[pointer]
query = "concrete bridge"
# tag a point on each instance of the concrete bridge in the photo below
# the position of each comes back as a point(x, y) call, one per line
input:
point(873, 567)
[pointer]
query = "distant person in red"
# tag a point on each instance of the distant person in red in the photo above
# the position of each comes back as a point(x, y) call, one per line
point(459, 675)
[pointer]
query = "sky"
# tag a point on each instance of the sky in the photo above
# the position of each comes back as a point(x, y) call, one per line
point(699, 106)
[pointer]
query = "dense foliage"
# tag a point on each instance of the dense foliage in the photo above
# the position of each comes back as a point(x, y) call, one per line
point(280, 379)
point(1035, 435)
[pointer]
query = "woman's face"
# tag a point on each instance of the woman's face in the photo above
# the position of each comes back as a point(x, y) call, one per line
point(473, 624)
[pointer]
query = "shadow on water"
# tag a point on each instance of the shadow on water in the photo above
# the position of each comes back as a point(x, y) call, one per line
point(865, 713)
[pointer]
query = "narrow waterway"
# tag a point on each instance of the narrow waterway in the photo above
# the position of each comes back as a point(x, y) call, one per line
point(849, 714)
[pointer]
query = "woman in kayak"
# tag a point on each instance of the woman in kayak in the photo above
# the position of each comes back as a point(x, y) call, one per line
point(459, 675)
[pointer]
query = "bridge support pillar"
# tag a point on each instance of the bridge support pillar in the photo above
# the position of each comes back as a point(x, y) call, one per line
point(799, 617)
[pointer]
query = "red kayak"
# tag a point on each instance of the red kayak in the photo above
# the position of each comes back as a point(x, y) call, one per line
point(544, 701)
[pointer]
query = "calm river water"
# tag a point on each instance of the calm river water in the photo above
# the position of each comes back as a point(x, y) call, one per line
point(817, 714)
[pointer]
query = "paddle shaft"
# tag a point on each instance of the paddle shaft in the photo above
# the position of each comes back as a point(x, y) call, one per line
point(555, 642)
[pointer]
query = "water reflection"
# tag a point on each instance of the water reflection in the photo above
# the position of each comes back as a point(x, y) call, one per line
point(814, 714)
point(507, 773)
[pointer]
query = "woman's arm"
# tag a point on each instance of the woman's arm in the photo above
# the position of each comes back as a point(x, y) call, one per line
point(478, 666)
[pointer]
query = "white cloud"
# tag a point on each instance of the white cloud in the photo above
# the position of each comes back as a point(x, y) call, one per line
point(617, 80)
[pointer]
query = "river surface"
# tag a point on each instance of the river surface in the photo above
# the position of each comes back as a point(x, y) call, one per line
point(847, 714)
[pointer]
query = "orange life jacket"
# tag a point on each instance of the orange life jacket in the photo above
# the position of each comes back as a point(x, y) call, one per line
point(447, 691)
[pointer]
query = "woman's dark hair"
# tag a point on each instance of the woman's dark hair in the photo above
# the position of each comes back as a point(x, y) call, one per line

______________________________

[Objective] Reproduce all of the records above line for line, with every character left unchanged.

[Result of the task]
[pointer]
query = "concrete bridge"
# tag a point on each instance of the concrete bridge in the photo below
# the position of each comes back as a point(x, y) call, one per line
input:
point(873, 567)
[pointer]
query = "distant person in red"
# tag a point on each instance of the distant person in red in the photo above
# the position of each comes back as a point(x, y) call, one per line
point(459, 675)
[pointer]
query = "sky"
# tag a point on each instance of the sky in the photo above
# the position of each comes back as a point(x, y) call, one per line
point(699, 106)
[pointer]
query = "dense foliage"
# tag a point on each instance of the dense foliage in the photo above
# the position of each comes back as a point(x, y) call, one per line
point(280, 379)
point(1035, 435)
[pointer]
query = "woman's face"
# tag a point on each instance of the woman's face in the photo above
# the position of each comes back as a point(x, y) call, one per line
point(473, 624)
[pointer]
query = "shadow on water"
# tag a point on each instance of the shadow on water in the photo above
# the position of each comes back as a point(x, y) call, one per line
point(865, 713)
[pointer]
query = "narrow waterway"
# tag a point on each instance of the narrow waterway in the photo above
# the position of each comes back as a point(x, y) call, one per line
point(849, 714)
[pointer]
query = "woman in kayak"
# tag a point on each instance of the woman in kayak in the photo above
# the position of each comes back as a point(x, y) call, one per line
point(459, 675)
[pointer]
query = "bridge support pillar"
# tag a point on each instance of the bridge support pillar in the photo above
# the position of each comes back as a point(x, y) call, one per line
point(799, 617)
[pointer]
query = "red kayak"
# tag a point on each instance of the red kayak in the photo above
# the position of each comes back as a point(x, y) call, one per line
point(544, 701)
[pointer]
query = "calm river water"
# tag a point on each instance of the calm river water in the photo above
# the position of each comes back as a point(x, y) call, one per line
point(817, 714)
[pointer]
query = "paddle shaft"
# tag a point on each instance of the paddle shaft in the photo above
# the position of each comes back as a point(x, y) call, one per line
point(555, 642)
[pointer]
query = "water reflection"
# tag a point on each instance of the water reflection in the photo above
# the position of each comes back as a point(x, y) call, one per line
point(814, 714)
point(507, 773)
[pointer]
query = "woman's arm"
# tag a point on each instance of the woman's arm in the photo above
# the position of each comes back as a point(x, y) call, one per line
point(478, 666)
[pointer]
query = "white cloud"
# tag a point on each instance of the white cloud in the photo above
# the position of each comes back as a point(x, y) call, one per line
point(617, 80)
[pointer]
query = "river surface"
# tag a point on each instance of the river surface in the photo above
# the position of each comes back as a point(x, y) call, one per line
point(847, 714)
[pointer]
query = "orange life jacket"
# tag a point on each instance of the orange life jacket in the photo above
# the position of each comes back as a point(x, y) call, one per line
point(447, 691)
[pointer]
query = "woman's dark hair"
# tag a point on each instance of the woman's dark hair in the photo above
# the position of each comes back as a point(x, y) call, one per line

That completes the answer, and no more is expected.